— Start Selected passage —

Both my grandfathers served in artillery. Wherever they were stationed one still finds the great concrete emplacements on which the guns were levelled, and the walls and crenulations that defended them. And so it was possible, when my grandfather told me that he was stationed in a certain spot on Malta, to go and find that exact place.

I spent time in the military cemeteries, too. In a memoir my grandfather had recorded in pen the names of some of the dead who were known to him, and I had typed it up. Here were those familiar names carved into stone: I traced them with my hands. The sadness of the war came over me in a way that I have heard other people speak of in relation to such places. Still, it was surprising and overwhelming.

I noticed that the cemeteries in Malta are different from Allied war graves elsewhere, in that four, five or even six men lie under each stone. I asked about it and was told with a grin to try digging a hole anywhere I liked on the island. I discovered that there is seldom more than six inches of topsoil above Malta’s yellow rock. Men on starvation rations had simply done the best they could, breaking up the limestone with blunt picks. This was how I came to feel about writing the book. It would inevitably fall short of doing justice to its subject. But perhaps that is the work of a novelist after all — to dig one small hole that must host a great number of men.

On my last day on the island I went to Bingemma, where my grandfather had been stationed for a while in an old Victorian fort, high on an escarpment overlooking a wide plain. I had my pad with me and I had envisaged the fort’s ramparts as the place where I would begin writing the novel. But I found that the fort is private property now, crumbling and fenced off with barbed wire, guarded by dogs of the species that asks questions later.

— End Selected passage —

● Job A:
Transcribe the part of the Malta passage that opens with the words containing "I noticed that" and closes with "number of men.".
● Job B:
Go on with the Malta passage, picking up after its final sentence.
The rows below have nothing to do with the Malta passage.

— Start Rows —

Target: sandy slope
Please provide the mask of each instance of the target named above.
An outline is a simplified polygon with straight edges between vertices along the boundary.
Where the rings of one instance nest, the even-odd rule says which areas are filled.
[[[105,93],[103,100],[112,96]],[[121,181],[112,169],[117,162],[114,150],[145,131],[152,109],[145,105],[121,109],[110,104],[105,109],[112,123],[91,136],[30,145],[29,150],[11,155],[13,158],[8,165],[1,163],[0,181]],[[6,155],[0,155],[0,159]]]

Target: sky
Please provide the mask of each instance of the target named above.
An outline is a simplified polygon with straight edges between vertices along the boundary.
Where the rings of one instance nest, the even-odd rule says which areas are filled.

— End Rows —
— Start Rows —

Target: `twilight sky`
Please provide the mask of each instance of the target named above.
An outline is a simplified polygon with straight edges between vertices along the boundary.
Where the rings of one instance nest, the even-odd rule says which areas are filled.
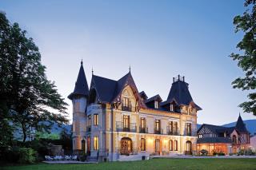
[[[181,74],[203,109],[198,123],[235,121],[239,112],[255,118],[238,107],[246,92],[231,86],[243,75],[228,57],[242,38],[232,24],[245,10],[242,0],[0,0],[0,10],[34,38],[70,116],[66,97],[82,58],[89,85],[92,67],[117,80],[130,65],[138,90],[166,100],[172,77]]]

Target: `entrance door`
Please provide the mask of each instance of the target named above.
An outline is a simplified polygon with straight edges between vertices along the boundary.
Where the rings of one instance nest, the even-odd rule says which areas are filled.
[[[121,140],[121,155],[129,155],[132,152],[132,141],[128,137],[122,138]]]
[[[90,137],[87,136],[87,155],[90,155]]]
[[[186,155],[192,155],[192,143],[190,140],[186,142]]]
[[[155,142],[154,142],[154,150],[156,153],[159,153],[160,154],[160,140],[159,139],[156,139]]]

— End Rows —
— Start Rows —

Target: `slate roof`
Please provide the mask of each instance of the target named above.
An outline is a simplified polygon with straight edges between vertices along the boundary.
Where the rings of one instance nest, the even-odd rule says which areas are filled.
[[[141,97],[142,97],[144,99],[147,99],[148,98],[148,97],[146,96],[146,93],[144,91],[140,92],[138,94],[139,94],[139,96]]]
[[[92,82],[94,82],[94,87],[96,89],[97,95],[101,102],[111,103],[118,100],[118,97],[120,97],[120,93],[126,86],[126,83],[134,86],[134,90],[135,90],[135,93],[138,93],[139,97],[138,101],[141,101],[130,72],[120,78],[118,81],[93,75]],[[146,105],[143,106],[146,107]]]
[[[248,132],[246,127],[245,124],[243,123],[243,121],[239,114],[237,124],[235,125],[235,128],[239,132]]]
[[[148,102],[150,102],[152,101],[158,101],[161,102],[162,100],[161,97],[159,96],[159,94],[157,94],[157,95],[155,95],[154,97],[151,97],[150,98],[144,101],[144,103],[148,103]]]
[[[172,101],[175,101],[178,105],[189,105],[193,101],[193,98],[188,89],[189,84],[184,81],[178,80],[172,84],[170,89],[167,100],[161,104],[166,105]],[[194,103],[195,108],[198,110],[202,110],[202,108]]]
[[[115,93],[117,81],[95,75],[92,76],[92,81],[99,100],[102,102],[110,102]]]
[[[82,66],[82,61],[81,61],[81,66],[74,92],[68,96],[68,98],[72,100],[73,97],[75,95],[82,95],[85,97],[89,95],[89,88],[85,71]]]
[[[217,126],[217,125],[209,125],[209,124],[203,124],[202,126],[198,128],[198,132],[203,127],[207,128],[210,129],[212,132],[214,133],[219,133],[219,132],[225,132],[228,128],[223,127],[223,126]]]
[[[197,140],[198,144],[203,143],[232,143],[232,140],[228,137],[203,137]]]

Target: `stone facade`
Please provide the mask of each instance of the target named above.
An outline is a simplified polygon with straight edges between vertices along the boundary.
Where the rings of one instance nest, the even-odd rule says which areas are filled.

— End Rows —

● Output A:
I noticed that the cemeteries in Malta are different from Allied war graves elsewhere, in that four, five or even six men lie under each stone. I asked about it and was told with a grin to try digging a hole anywhere I liked on the island. I discovered that there is seldom more than six inches of topsoil above Malta’s yellow rock. Men on starvation rations had simply done the best they could, breaking up the limestone with blunt picks. This was how I came to feel about writing the book. It would inevitably fall short of doing justice to its subject. But perhaps that is the work of a novelist after all — to dig one small hole that must host a great number of men.

● Output B:
The wind made vortices of dust and carrier bags in the lee of the decaying walls. The drawbridge was blocked by fly-tipped rubble and kitchen appliances. The moat where my grandfather had raised a thin and desperate crop was overgrown — and not just by scrub but by mature trees now. There were syringes on the ground. It was a forsaken and desecrated place. I didn’t start the novel there after all — I realized I still didn’t know how to begin. Instead I picked up a small stone that had fallen from the crumbling walls and took it home for my grandfather. In the end I never gave it to him. I was worried it would sadden him to see the photos and to learn how derelict his fort had become. Probably I needn’t have worried. There’s every chance he would have been tickled to learn he had outlasted the place.

My grandfather died while I was writing the novel — but, as he might have remarked, it wasn’t necessarily my fault. I regret that he never saw the book. I had finished the third draft of what turned out to be five, but I had decided to wait until the novel was perfect before I gave it to him to read. What a fool I am. If you will forgive the one piece of advice a writer is qualified to give: never be afraid of showing someone you love a working draft of yourself.

David Hill really did sail a fourteen-foot dinghy between floating mines, for fun, in the sparkling seas off Malta. He really did verify St. Paul’s account of his shipwreck in Acts 27 by reference to the relevant Admiralty chart. He really did volunteer on the day war was declared, and for reasons that remain mysterious he really did once go absent without leave for five weeks — and upon his return (for reasons equally obscure) his Colonel greeted him by glancing at his watch and asking “Why are you late?”